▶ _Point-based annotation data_
_ _ _

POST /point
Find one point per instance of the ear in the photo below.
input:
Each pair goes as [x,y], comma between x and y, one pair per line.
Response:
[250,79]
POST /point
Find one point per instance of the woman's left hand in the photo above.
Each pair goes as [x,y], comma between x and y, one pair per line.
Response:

_ _ _

▶ _EXERCISE DETAILS_
Change each "instance" in the items above to "occurrence" and reproduce all of the lines, leaving everything else unaltered.

▶ _SOLUTION_
POST /point
Find one point per occurrence of the ear in the photo below.
input:
Each pair goes as [x,y], comma between x and y, one pair per line.
Response:
[250,79]
POST /point
Find one point per occurrence of the woman's left hand in the photo above.
Each pair goes as [x,y], comma between x and y, one pair per line.
Response:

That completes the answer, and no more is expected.